Tested on animals:Yes
L'Oreal makes a big deal in its marketing that this makeup-setting spray is "oil-free" and "non-comedogenic." This might make it sound like it's an ideal choice for acne-prone skin, but it absolutely is not. Alcohol is the second ingredient on the list (right after water), and not only can it dry out skin, it also causes irritation, making skin produce more oil. See More Info for details on alcohol's damaging effects on skin.
The brand also recommends using this to set eye makeup—Ouch!
The rest of the formula is a mix of silicones, preservatives, some emollients, and fragrance ingredients. Because it is water-based, it isn't likely to make your makeup last longer; in fact, spraying water on your face can make your makeup last less time than you want. If you do want to make your makeup last longer, check out one of the vastly superior options on our list of Best Foundation Primers—and save your face in the process!
- Contains a high amount of skin-damaging alcohol.
- Water-based formula is likely to cause makeup to last less time, not more.
Alcohol-Based Skincare Products: A significant amount of research shows alcohol causes free-radical damage in skin even at low levels (Source: Biochimica et Biophysica Acta, 2012). Small amounts of alcohol on skin cells in lab settings (about 3%, but keep in mind skincare products contain amounts ranging from 5% to 60% or greater) over the course of two days increased cell death by 26%. It also destroyed the substances in cells that reduce inflammation and defend against free radicals—this process actually causes more free-radical damage. If that weren't bad enough, exposure to alcohol actually causes skin cells to self-destruct (Source: Alcohol, 2002).
Research also shows that alcohol's destructive, aging effects on skin cells increased the longer skin was exposed to alcohol; for example, two days of exposure was dramatically more harmful than one day, and that's at only a 3% concentration (Source: Alcohol, 2002). In fact, the effect of inflammation in the skin is cumulative, and repeated exposure to irritants contributes to a weakened skin barrier, slower healing (including of red marks from breakouts), and a dull, uneven complexion (Sources: Aging, 2012; and Chemical Immunology and Allergy, 2012).

GIVEN ENTRIES =

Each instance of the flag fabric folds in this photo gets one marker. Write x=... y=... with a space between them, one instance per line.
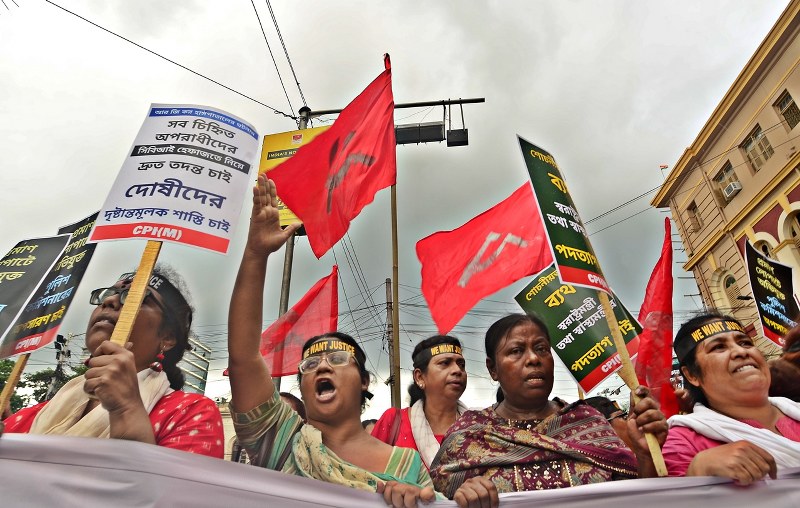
x=654 y=362
x=316 y=313
x=491 y=251
x=330 y=180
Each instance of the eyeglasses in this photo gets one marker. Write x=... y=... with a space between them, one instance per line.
x=335 y=359
x=98 y=295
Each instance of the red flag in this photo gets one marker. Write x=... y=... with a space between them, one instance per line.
x=654 y=362
x=316 y=313
x=330 y=180
x=495 y=249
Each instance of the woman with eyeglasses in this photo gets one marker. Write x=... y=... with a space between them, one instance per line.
x=133 y=392
x=332 y=445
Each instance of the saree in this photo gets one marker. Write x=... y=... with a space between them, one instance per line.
x=574 y=446
x=276 y=438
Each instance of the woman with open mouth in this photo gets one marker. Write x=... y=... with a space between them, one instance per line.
x=133 y=392
x=440 y=378
x=735 y=430
x=529 y=442
x=332 y=445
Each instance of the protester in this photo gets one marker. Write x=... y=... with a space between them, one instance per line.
x=334 y=382
x=133 y=392
x=440 y=378
x=735 y=430
x=614 y=414
x=528 y=442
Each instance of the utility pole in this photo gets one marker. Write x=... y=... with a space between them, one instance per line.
x=390 y=339
x=288 y=255
x=62 y=354
x=422 y=133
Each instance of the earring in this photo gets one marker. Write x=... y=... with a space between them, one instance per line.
x=156 y=365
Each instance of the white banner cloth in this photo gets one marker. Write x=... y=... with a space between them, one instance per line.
x=87 y=472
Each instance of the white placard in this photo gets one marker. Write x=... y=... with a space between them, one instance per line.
x=184 y=180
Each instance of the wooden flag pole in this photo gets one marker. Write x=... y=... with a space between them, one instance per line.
x=12 y=381
x=133 y=301
x=628 y=375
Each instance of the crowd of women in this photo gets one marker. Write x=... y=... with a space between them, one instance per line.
x=437 y=447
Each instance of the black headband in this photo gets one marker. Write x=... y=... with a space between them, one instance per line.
x=329 y=344
x=424 y=355
x=686 y=343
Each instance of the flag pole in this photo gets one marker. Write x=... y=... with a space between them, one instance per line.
x=628 y=375
x=127 y=316
x=395 y=349
x=12 y=381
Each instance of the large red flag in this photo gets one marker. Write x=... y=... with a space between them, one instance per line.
x=330 y=180
x=491 y=251
x=316 y=313
x=654 y=362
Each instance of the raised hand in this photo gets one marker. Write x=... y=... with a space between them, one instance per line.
x=265 y=235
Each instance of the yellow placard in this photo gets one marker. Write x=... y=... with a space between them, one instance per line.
x=277 y=148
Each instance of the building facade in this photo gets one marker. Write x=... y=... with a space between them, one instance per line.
x=740 y=179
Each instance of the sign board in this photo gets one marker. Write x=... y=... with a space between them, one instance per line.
x=184 y=180
x=277 y=148
x=773 y=292
x=579 y=332
x=572 y=252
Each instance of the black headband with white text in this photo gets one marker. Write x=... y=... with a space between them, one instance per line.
x=424 y=356
x=686 y=343
x=326 y=346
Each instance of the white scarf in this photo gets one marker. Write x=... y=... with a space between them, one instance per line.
x=423 y=435
x=717 y=426
x=63 y=415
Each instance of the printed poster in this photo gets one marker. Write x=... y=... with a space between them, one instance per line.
x=773 y=292
x=22 y=271
x=579 y=332
x=184 y=180
x=572 y=252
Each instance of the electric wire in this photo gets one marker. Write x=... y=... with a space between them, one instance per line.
x=274 y=110
x=269 y=48
x=286 y=52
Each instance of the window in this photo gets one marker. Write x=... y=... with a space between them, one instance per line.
x=794 y=226
x=788 y=109
x=732 y=290
x=695 y=221
x=765 y=248
x=723 y=181
x=757 y=148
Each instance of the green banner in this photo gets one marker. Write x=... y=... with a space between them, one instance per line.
x=572 y=252
x=579 y=332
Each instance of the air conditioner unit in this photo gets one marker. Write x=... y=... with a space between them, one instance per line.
x=732 y=189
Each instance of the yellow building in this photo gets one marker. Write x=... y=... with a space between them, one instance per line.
x=740 y=178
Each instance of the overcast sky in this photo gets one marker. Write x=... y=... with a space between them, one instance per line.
x=612 y=89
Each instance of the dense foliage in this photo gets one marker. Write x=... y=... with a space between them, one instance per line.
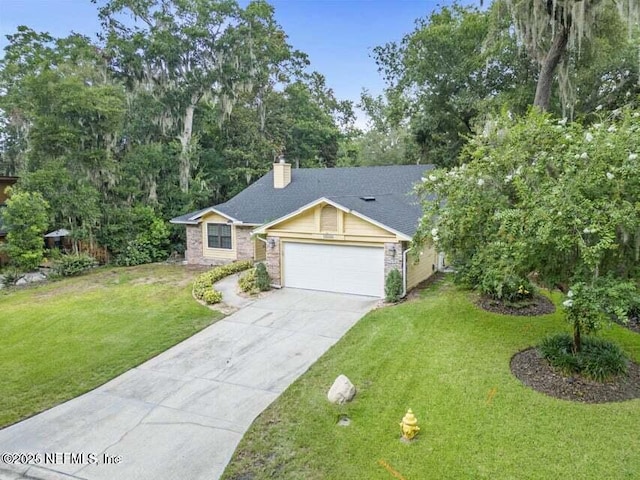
x=71 y=265
x=599 y=359
x=203 y=284
x=180 y=105
x=393 y=286
x=25 y=219
x=461 y=66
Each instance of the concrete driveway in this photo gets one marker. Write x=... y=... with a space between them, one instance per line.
x=182 y=413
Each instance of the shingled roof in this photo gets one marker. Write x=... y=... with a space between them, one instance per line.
x=394 y=206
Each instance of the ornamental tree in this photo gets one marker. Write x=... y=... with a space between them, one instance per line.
x=545 y=198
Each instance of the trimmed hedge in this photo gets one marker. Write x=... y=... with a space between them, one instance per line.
x=212 y=296
x=204 y=282
x=247 y=282
x=393 y=286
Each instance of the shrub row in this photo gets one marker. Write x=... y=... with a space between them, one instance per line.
x=255 y=280
x=70 y=265
x=203 y=285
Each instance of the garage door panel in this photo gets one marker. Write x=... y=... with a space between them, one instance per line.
x=334 y=268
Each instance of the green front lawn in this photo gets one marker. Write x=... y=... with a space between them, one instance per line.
x=449 y=362
x=67 y=337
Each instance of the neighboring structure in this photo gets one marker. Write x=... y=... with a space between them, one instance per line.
x=337 y=229
x=4 y=183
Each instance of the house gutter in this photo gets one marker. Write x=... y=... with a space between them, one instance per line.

ACTIVITY A = According to the setting spray review, which ingredient comes second on the list?
ACTIVITY B = Translate this sentence from the setting spray review into Spanish: "The rest of the formula is a mix of silicones, preservatives, some emollients, and fragrance ingredients."
The lines are not needed for these tasks.

YOUR RESPONSE A = Alcohol, right after water.

YOUR RESPONSE B = El resto de la fórmula es una mezcla de siliconas, conservantes, algunos emolientes e ingredientes de fragancia.